◆ Selected text ◆
□ □ □ □ □ □ □

# Activity 2: Named Entity Recognition

**Named-entity recognition (NER)** (also known as entity identification, entity chunking and entity extraction) is a subtask of information extraction that seeks to locate and classify elements in text into pre-defined categories such as the names of persons, organizations, locations, expressions of times, quantities, monetary values, percentages, etc.

Most research on NER systems has been structured as taking an unannotated block of text, such as this one:

Jim bought 300 shares of Acme Corp. in 2006.
And producing an annotated block of text that highlights the names of entities:

[Jim]Person bought 300 shares of [Acme Corp.]Organization in [2006]Time.
In this example, a person name consisting of one token, a two-token company name and a temporal expression have been detected and classified.

State-of-the-art NER systems for English produce near-human performance. For example, the best system entering MUC-7 scored 93.39% of F-measure while human annotators scored 97.60% and 96.95%.

(https://en.wikipedia.org/wiki/Named-entity_recognition)

This task aims to names of organizations/brands from the corpus.txt. There is two basic approaches:

* Grammar based
* Machine Learning with a corpus of sequential labeled examples

The result should show the candidates for organization/brands retrieved from corpus.txt.

□ □ □ □ □ □ □

◆ Material ◆
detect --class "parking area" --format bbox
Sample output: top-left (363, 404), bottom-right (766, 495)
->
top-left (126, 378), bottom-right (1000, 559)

□ □ □ □ □ □ □

◆ Stated exercise ◆
Can you give the named entity recognition text again, starting at "In this example, a" and ending at "97.60% and 96.95%.", substituting "expert annotators" for "human annotators"?

◆ Correct answer ◆
In this example, a person name consisting of one token, a two-token company name and a temporal expression have been detected and classified.

State-of-the-art NER systems for English produce near-human performance. For example, the best system entering MUC-7 scored 93.39% of F-measure while expert annotators scored 97.60% and 96.95%.